§ Exercise material

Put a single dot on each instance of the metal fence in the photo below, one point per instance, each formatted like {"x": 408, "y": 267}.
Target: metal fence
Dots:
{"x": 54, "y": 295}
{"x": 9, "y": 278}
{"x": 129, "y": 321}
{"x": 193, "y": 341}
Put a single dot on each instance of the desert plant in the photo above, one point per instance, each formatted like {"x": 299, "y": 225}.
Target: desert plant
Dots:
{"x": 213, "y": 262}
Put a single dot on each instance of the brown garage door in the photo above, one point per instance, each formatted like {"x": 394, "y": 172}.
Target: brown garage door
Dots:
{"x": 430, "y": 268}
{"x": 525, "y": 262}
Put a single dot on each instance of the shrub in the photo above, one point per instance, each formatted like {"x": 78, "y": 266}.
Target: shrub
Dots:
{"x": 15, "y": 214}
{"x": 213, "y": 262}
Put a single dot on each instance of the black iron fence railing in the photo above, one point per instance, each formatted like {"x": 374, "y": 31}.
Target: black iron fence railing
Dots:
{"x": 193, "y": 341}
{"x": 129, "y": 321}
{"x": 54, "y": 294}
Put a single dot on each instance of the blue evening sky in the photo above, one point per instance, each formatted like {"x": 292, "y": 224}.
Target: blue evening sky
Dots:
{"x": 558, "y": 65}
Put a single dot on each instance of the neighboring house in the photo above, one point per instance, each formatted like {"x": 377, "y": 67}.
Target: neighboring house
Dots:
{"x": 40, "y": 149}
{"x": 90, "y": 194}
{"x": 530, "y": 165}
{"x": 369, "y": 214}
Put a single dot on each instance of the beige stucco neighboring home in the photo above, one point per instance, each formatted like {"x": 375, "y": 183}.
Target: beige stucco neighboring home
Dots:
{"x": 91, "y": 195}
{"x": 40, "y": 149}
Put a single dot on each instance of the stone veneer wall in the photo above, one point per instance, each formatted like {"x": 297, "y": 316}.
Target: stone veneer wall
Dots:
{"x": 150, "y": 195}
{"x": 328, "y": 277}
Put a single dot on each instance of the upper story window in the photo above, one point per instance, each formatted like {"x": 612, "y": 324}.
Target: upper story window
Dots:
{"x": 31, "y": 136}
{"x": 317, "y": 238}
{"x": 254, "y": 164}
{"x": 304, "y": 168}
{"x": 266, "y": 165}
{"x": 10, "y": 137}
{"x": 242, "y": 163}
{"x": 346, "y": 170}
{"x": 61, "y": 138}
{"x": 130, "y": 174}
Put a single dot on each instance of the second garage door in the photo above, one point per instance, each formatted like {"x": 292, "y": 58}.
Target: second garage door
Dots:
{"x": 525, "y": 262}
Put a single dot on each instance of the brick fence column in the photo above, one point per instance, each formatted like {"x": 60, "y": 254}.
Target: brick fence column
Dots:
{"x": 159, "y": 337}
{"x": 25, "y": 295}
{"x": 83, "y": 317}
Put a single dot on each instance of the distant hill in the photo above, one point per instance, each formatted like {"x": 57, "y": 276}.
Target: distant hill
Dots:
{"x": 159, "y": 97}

§ What is expected
Starting at the line that contains "Put a single dot on each instance of the brick" and ending at the last line of the entries, rewrite every line, offsetting each x and y coordinate listed under "Dots:" by -147. Keep all other lines unchanged, including the sample coordinates they contain.

§ Solution for this exercise
Put a single dot on each instance of the brick fence column in the photo above, one point per instance, each formatted like {"x": 60, "y": 254}.
Target: brick fence column
Dots:
{"x": 12, "y": 190}
{"x": -122, "y": 148}
{"x": -64, "y": 170}
Put a single dot on each instance of the distant hill in the photo above, one point per instance, each formatted like {"x": 57, "y": 276}.
Target: distant hill
Dots:
{"x": 12, "y": -50}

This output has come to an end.